The response should be the complete listing below, unchanged.

━━━━━━

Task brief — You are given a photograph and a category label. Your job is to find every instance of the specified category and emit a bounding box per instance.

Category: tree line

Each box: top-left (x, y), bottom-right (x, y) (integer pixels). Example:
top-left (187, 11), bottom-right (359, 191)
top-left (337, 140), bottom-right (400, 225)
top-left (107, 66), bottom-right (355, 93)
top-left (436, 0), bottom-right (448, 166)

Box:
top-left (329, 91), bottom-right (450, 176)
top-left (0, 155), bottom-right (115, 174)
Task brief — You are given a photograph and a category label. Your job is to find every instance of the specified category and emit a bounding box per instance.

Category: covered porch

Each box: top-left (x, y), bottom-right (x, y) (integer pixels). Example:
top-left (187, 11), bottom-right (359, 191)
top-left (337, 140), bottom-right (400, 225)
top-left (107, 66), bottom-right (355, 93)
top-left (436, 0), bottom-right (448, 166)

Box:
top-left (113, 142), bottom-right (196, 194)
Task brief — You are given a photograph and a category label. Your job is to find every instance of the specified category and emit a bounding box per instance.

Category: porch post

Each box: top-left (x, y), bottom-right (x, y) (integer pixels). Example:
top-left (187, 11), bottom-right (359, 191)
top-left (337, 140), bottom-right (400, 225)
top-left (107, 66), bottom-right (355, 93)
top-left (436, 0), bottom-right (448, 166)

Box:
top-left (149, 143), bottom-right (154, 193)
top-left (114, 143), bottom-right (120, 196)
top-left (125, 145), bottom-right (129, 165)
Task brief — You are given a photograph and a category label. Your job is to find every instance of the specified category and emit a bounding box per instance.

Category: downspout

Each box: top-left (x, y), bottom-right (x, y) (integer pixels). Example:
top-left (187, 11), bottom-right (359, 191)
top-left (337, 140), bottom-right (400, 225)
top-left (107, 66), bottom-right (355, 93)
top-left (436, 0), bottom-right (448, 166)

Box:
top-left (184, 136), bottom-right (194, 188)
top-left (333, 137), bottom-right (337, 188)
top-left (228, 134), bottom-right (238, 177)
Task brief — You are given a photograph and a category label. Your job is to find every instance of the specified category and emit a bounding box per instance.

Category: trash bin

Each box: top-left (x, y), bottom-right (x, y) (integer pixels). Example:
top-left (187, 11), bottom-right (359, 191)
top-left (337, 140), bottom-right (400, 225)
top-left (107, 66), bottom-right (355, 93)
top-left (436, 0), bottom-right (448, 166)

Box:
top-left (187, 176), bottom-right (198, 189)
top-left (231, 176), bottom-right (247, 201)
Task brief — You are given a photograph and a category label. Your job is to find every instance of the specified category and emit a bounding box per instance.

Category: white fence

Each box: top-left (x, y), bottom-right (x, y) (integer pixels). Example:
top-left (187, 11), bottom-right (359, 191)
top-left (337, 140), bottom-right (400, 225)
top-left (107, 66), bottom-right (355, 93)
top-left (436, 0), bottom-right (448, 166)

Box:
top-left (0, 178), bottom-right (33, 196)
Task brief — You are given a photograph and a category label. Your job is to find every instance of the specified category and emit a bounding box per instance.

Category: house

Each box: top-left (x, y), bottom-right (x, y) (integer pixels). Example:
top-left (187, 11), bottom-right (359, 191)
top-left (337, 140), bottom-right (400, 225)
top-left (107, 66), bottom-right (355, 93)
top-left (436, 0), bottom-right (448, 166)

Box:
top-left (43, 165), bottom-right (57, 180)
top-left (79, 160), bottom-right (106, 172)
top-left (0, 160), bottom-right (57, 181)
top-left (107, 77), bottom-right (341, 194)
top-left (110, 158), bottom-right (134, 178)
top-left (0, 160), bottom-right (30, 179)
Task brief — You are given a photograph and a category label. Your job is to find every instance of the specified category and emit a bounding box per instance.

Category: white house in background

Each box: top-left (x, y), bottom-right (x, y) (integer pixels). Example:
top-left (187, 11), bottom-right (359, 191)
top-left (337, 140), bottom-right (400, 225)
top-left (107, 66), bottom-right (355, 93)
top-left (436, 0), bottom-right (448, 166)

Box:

━━━━━━

== Exercise solution ==
Task brief — You are given a photograph and a category label. Your job is to find every instance of the specified category and emit a bounding box per instance.

Category: tree line

Each box: top-left (x, y), bottom-right (x, y) (integer pixels). Example:
top-left (187, 11), bottom-right (359, 191)
top-left (337, 140), bottom-right (400, 225)
top-left (107, 66), bottom-right (355, 93)
top-left (436, 0), bottom-right (448, 166)

Box:
top-left (329, 91), bottom-right (450, 176)
top-left (0, 155), bottom-right (115, 174)
Task brief — You are given a photograph and a category label. Your job is to find every instance of the specified category and emit a bounding box per instance.

Category: covered porch

Each box: top-left (x, y), bottom-right (x, y) (integer pixels). Example:
top-left (187, 11), bottom-right (359, 191)
top-left (337, 140), bottom-right (400, 225)
top-left (107, 66), bottom-right (355, 93)
top-left (436, 0), bottom-right (448, 166)

Box:
top-left (113, 142), bottom-right (196, 194)
Task brief — You are given a photograph and a category label. Your job is to find every instance of the specified category and emit a bounding box per instance.

Category: porch post

Each box: top-left (x, y), bottom-right (x, y) (integer pixels). Example:
top-left (187, 11), bottom-right (359, 191)
top-left (337, 140), bottom-right (400, 225)
top-left (107, 66), bottom-right (355, 93)
top-left (436, 0), bottom-right (448, 166)

Box:
top-left (149, 143), bottom-right (154, 193)
top-left (114, 143), bottom-right (120, 196)
top-left (125, 145), bottom-right (129, 165)
Task brief — You are given a photograph and a category label. Your job is to find every instance of the specified category and emit a bounding box per instance.

Category: downspout

Each box: top-left (x, y), bottom-right (x, y) (integer pixels). Example:
top-left (187, 11), bottom-right (359, 191)
top-left (337, 140), bottom-right (400, 225)
top-left (107, 66), bottom-right (355, 93)
top-left (436, 0), bottom-right (448, 166)

Box:
top-left (184, 136), bottom-right (194, 188)
top-left (333, 137), bottom-right (337, 188)
top-left (228, 134), bottom-right (238, 177)
Task brief — You are given a photograph and a category label. Your job is to find every instance of the specified category and emit a bounding box per instance.

Category: trash bin

Each box: top-left (x, y), bottom-right (x, y) (integer pixels). Example:
top-left (187, 11), bottom-right (359, 191)
top-left (337, 140), bottom-right (400, 225)
top-left (107, 66), bottom-right (355, 93)
top-left (436, 0), bottom-right (448, 166)

Box:
top-left (187, 176), bottom-right (198, 189)
top-left (231, 176), bottom-right (247, 201)
Task brief — You are given a photograph and a category label. Your job is to find every instance of the specified category and emit a bounding box per instance.

Category: white fence

Each box: top-left (x, y), bottom-right (x, y) (integer pixels). Example:
top-left (187, 11), bottom-right (359, 191)
top-left (337, 140), bottom-right (400, 225)
top-left (107, 66), bottom-right (355, 93)
top-left (436, 0), bottom-right (448, 166)

Box:
top-left (0, 178), bottom-right (33, 196)
Task brief — You are given a photograph and a category label. Your job is to find every instance of the specified category and emit a bounding box per instance.

Category: house

Each box: top-left (x, y), bottom-right (x, y) (integer pixels). Example:
top-left (187, 11), bottom-right (359, 191)
top-left (337, 140), bottom-right (400, 225)
top-left (107, 66), bottom-right (355, 93)
top-left (436, 0), bottom-right (448, 166)

Box:
top-left (43, 165), bottom-right (57, 180)
top-left (79, 160), bottom-right (106, 172)
top-left (0, 160), bottom-right (57, 181)
top-left (107, 77), bottom-right (341, 194)
top-left (110, 158), bottom-right (134, 178)
top-left (0, 160), bottom-right (30, 179)
Task brief — You are given a photograph and a category label. Your job is to find every instance of the specified category and emit a bounding box per instance.

Category: white house in background

Each box: top-left (x, y), bottom-right (x, y) (integer pixels). Example:
top-left (187, 11), bottom-right (359, 191)
top-left (337, 140), bottom-right (400, 225)
top-left (107, 66), bottom-right (355, 93)
top-left (436, 0), bottom-right (448, 166)

Box:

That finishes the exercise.